Text block:
---------------
On Monday, Williams was the star of a second consecutive training camp practice. He made a diving catch of a pass from third-stringer R.J. Archer while racing behind the secondary along the goal line for one touchdown. Then he ran down a deep pass from Archer along the left sidelines, reaching with his 6-foot-1 body to the ball, and sprinted across the goal line for another score. Those were the only two passes he saw in scrimmage play.

On Saturday, he got four targets against the starting defense in a mock game — and had four receptions. That tied Doug Baldwin for the team lead that day. The first catch was Williams’ best, a sprint directly past starting cornerback Cary Williams on a go route for a 30-plus-yard play. Everyone, including the team’s grounds crew, noticed the 219-pound guy running like a 169-pounder.

Looking back, Williams said the altering injuries “happened for a reason.”

“It brought my hunger back and my motivation back,” he said. “It gave me back my love for the game of football.

“I’d played very well for my whole life up to that point. I was coasting.”

Not anymore. It’s obvious Williams is considering each Seahawks practice — even walkthroughs in ball caps — as a huge, potentially final opportunity. He was one of the final Seahawks to get on the field in the offseason because he had to wait per NFL rules for his college class to graduate.

He’s been trying to make up for lost time and undrafted status with huge plays despite scant opportunities since.

“I have to,” he said of treating each practice as a game. “I don’t have a choice, because these guys have been here for OTAs and they were here last year.”

An even bigger chance comes Friday in the exhibition opener against Denver. While it’s just a first exhibition game on a team with all but three starting positions set, it’s the biggest game of Williams’ life. As he noted with a grin, the exhibition game will be inside the same CenturyLink Field in which he had his best season at UW (2012). The Huskies played their home games in the Seahawks’ stadium that year while Husky Stadium was being renovated.

Then the following Friday night at Kansas City, the Seahawks’ second exhibition game will be his next biggest game. And so on, throughout August.
---------------
Supplied data:

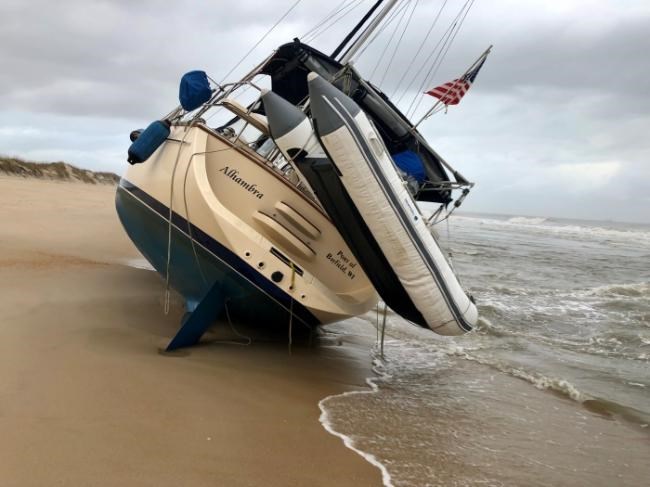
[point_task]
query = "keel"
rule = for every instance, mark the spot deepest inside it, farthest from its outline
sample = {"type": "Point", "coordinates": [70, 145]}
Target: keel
{"type": "Point", "coordinates": [195, 323]}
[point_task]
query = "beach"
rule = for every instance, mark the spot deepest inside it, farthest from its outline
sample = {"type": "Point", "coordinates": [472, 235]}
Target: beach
{"type": "Point", "coordinates": [87, 397]}
{"type": "Point", "coordinates": [551, 389]}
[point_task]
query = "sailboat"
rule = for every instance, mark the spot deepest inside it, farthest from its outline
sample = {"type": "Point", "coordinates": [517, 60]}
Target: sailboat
{"type": "Point", "coordinates": [250, 225]}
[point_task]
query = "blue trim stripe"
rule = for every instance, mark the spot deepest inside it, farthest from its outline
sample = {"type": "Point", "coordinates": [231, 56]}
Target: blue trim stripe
{"type": "Point", "coordinates": [224, 254]}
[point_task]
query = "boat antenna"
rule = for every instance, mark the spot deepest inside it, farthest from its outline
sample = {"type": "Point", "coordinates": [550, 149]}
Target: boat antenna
{"type": "Point", "coordinates": [370, 28]}
{"type": "Point", "coordinates": [355, 29]}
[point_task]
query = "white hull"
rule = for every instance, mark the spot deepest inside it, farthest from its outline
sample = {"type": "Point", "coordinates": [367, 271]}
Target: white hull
{"type": "Point", "coordinates": [370, 178]}
{"type": "Point", "coordinates": [231, 194]}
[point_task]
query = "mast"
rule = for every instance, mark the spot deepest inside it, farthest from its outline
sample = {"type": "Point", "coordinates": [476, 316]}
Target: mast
{"type": "Point", "coordinates": [356, 29]}
{"type": "Point", "coordinates": [363, 37]}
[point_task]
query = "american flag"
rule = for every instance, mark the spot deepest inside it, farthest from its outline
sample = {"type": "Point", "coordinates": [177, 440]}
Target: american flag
{"type": "Point", "coordinates": [450, 93]}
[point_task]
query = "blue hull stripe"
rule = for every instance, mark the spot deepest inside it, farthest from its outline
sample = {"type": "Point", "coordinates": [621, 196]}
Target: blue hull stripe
{"type": "Point", "coordinates": [223, 254]}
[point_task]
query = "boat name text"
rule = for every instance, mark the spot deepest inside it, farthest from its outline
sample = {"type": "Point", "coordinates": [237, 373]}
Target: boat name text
{"type": "Point", "coordinates": [233, 174]}
{"type": "Point", "coordinates": [343, 263]}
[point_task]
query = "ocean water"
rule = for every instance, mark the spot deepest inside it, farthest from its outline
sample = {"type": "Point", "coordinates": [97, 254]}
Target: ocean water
{"type": "Point", "coordinates": [553, 388]}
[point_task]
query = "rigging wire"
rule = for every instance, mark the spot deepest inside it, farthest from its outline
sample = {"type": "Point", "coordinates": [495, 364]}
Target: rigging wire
{"type": "Point", "coordinates": [390, 40]}
{"type": "Point", "coordinates": [295, 4]}
{"type": "Point", "coordinates": [448, 39]}
{"type": "Point", "coordinates": [380, 30]}
{"type": "Point", "coordinates": [336, 21]}
{"type": "Point", "coordinates": [332, 20]}
{"type": "Point", "coordinates": [324, 19]}
{"type": "Point", "coordinates": [426, 37]}
{"type": "Point", "coordinates": [390, 62]}
{"type": "Point", "coordinates": [435, 53]}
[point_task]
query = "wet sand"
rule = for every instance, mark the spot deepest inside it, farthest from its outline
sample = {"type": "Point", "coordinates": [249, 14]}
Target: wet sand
{"type": "Point", "coordinates": [86, 397]}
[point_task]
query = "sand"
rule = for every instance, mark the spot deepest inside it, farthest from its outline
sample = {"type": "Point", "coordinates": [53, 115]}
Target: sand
{"type": "Point", "coordinates": [86, 396]}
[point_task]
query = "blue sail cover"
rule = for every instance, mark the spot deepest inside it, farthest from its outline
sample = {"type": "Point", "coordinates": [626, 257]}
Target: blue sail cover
{"type": "Point", "coordinates": [194, 90]}
{"type": "Point", "coordinates": [409, 162]}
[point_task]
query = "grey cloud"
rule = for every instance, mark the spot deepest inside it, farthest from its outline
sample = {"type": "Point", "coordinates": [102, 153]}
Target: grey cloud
{"type": "Point", "coordinates": [563, 92]}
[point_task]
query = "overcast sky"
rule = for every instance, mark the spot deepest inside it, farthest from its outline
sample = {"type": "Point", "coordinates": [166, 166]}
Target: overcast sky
{"type": "Point", "coordinates": [556, 124]}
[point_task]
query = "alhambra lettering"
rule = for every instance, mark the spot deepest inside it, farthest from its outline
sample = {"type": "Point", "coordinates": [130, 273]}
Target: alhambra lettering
{"type": "Point", "coordinates": [233, 174]}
---------------
Directions for this task: Reproduce the passage above about Williams at Seahawks training camp word for word, from start to finish.

Right answer:
On Monday, Williams was the star of a second consecutive training camp practice. He made a diving catch of a pass from third-stringer R.J. Archer while racing behind the secondary along the goal line for one touchdown. Then he ran down a deep pass from Archer along the left sidelines, reaching with his 6-foot-1 body to the ball, and sprinted across the goal line for another score. Those were the only two passes he saw in scrimmage play.

On Saturday, he got four targets against the starting defense in a mock game — and had four receptions. That tied Doug Baldwin for the team lead that day. The first catch was Williams’ best, a sprint directly past starting cornerback Cary Williams on a go route for a 30-plus-yard play. Everyone, including the team’s grounds crew, noticed the 219-pound guy running like a 169-pounder.

Looking back, Williams said the altering injuries “happened for a reason.”

“It brought my hunger back and my motivation back,” he said. “It gave me back my love for the game of football.

“I’d played very well for my whole life up to that point. I was coasting.”

Not anymore. It’s obvious Williams is considering each Seahawks practice — even walkthroughs in ball caps — as a huge, potentially final opportunity. He was one of the final Seahawks to get on the field in the offseason because he had to wait per NFL rules for his college class to graduate.

He’s been trying to make up for lost time and undrafted status with huge plays despite scant opportunities since.

“I have to,” he said of treating each practice as a game. “I don’t have a choice, because these guys have been here for OTAs and they were here last year.”

An even bigger chance comes Friday in the exhibition opener against Denver. While it’s just a first exhibition game on a team with all but three starting positions set, it’s the biggest game of Williams’ life. As he noted with a grin, the exhibition game will be inside the same CenturyLink Field in which he had his best season at UW (2012). The Huskies played their home games in the Seahawks’ stadium that year while Husky Stadium was being renovated.

Then the following Friday night at Kansas City, the Seahawks’ second exhibition game will be his next biggest game. And so on, throughout August.